*Actions to take:*
#1 In the Tuesday night adventures post, what time does the sun currently set?
#2 Reproduce the Tuesday night adventures post word for word, starting at "And so last" and ending at "his normal abode.".
#3 Carry the Tuesday night adventures post forward from its last sentence.

*Given passage:*
start
Tuesday night adventures
Or Tuesday night something-or-others. We still debate the meaning of what an adventure is (and thus what a micro-adventure could be allowed to be), but the bit we’re more sure of is that these happen on Tuesday nights. Of course if you choose to adopt such activities, they needn’t occur on Tuesdays, which means the continuity between you taking these ideas and us doing them, is simply that you’ve read this blog post and thought “I haven’t a clue what this Irish guy is wittering on about, but we might try something similar”.
They came about because we often work all day at our desk inside and soon realise that it’s past sunset (16.15 here at the moment) and we haven’t got outside or moved all day. Our motivation to leave into the dark, cold and wet is not often abounding, and so we figured we might need something to help us.
And so last Tuesday, just before I finished my Zoom call, I heard someone at the door and got up to investigate. I was too late to find anyone there, but did indeed find a letter from a local resident, Mr On. A strange name, I must confess, and one from whom I’d never received any personal correspondence before. Mr On was a well known character in the area, although sometimes considered a wandering nomad, far from home. Far from home, not because of his German roots (for which we should really call him Herr On, out of respect) but because he was nowhere near his normal abode.

But although far from home, he seemed to know how to write a good letter more than most young people do these days (a great travesty, if you ask me). I attach his charming address below:

And so the stage was set for what would soon be known as the first ever Tuesday Adventure. Of course, somewhere in the world (perhaps even my world) before, there had indeed been an adventure which had happened on a Tuesday, but for these purposes we ask that you allow us some generosity as we recount the great feat of that first Tuesday.
end
*Listing:*
start
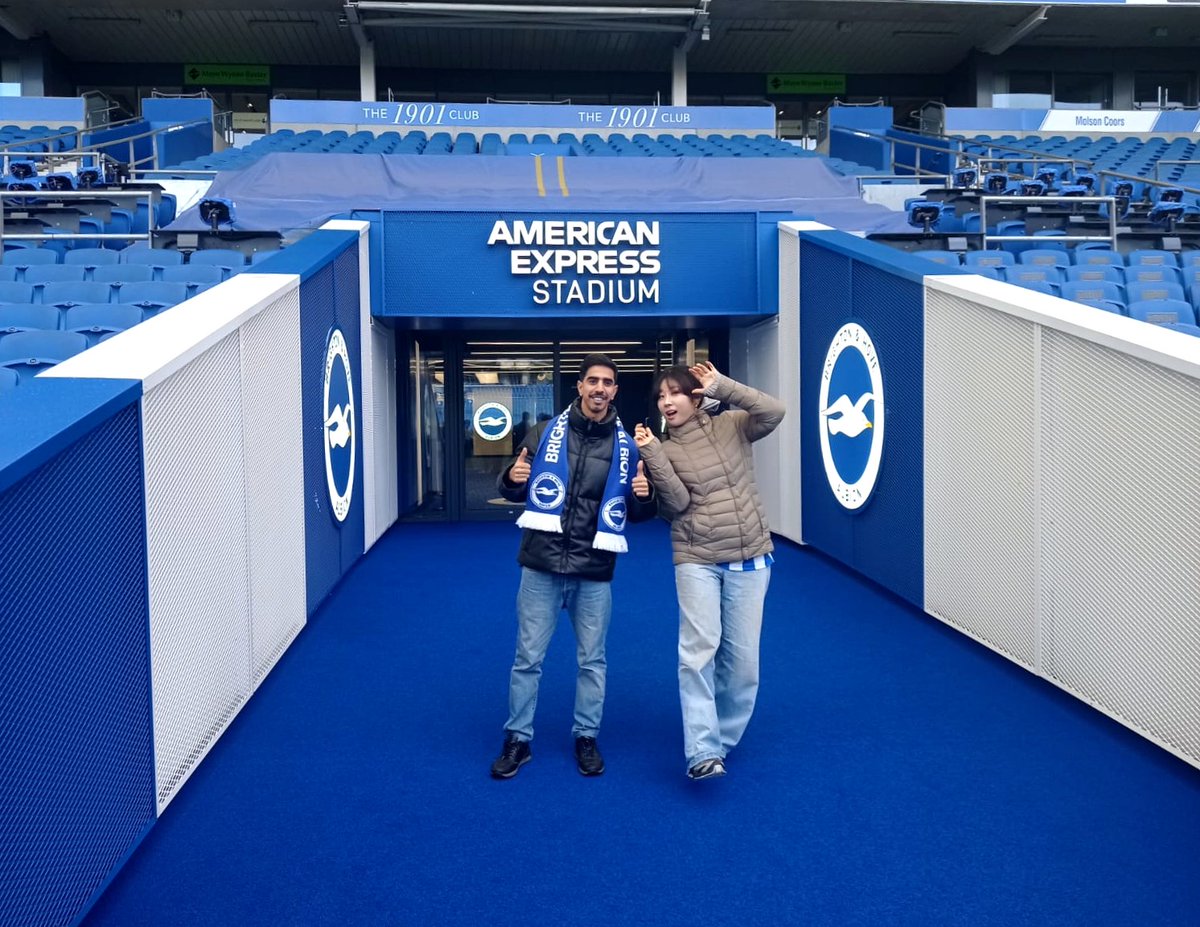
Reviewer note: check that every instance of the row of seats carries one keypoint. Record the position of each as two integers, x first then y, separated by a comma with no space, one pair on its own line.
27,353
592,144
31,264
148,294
end
start
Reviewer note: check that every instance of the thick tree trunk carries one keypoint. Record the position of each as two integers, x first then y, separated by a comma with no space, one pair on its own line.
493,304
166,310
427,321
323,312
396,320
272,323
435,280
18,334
end
start
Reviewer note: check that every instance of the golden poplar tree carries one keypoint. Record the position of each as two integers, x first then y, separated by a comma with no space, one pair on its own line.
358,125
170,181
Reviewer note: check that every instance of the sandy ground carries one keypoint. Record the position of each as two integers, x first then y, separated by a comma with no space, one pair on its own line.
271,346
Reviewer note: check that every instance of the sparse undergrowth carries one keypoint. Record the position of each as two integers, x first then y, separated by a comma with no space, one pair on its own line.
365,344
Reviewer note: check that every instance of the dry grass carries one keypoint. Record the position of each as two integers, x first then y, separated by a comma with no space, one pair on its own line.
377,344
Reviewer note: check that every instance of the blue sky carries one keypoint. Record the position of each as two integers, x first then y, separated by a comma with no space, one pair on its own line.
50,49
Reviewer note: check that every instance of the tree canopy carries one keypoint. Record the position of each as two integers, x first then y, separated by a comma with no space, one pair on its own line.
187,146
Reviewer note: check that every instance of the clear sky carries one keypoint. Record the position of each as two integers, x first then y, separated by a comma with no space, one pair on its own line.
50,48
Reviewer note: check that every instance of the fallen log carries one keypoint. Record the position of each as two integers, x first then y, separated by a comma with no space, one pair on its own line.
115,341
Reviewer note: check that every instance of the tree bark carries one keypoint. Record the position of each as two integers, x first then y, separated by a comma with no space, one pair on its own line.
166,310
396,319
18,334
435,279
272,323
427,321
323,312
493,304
end
*Answers for this exercise:*
#1 16.15

#2
And so last Tuesday, just before I finished my Zoom call, I heard someone at the door and got up to investigate. I was too late to find anyone there, but did indeed find a letter from a local resident, Mr On. A strange name, I must confess, and one from whom I’d never received any personal correspondence before. Mr On was a well known character in the area, although sometimes considered a wandering nomad, far from home. Far from home, not because of his German roots (for which we should really call him Herr On, out of respect) but because he was nowhere near his normal abode.

#3
And off we went on the first of our 10-step adventure, all to be completed in a mere 90 minutes, without ever straying out of our 5km lockdown limit.



It was fear-invoking, outrageous acts like this that for me, were the reason that this was definitely an adventure. Just seconds before this photo was taken in fact, I was mere seconds away from being run over by a passing van, who for some reason did not understand that I was not crossing the road, but was obeying orders to stand in the round-a-bout in the middle of the road. (Perhaps this is why the US was so slow to adopt such madness as the modern-day roundabout.)
But this was not even the most challenging act of the evening. A request to get a photo of a dog being walked in the area was a challenge more suitable to an adventurous man like myself.
Forgetting all the controversy of the definition of a cul-de-sac and leaving it behind me, I set off for Eamonn Ceannt Park, in the dark! For even considering such acts of bravery, I hoped I would soon be rewarded by exactly what I was after.
Sadly it appears that during lockdown, not many people are venturing out of their houses at around 10.45pm on a Tuesday evening to walk around the streets. One kilometre in, and my hopes were raised by a person in shorts, moving from west to east across Clonmacnoise circle. The only moving target in many minutes. Desperate as I was to return to my warm bed, preferably having completed my adventure, it did seem a little ambitious to ask said shorted runner to find for me a dog in the local area and run back to me with it so that I could have a photo. So I moved on. And much to my delight, before even crossing the road to get to the dark park, I found what I was after!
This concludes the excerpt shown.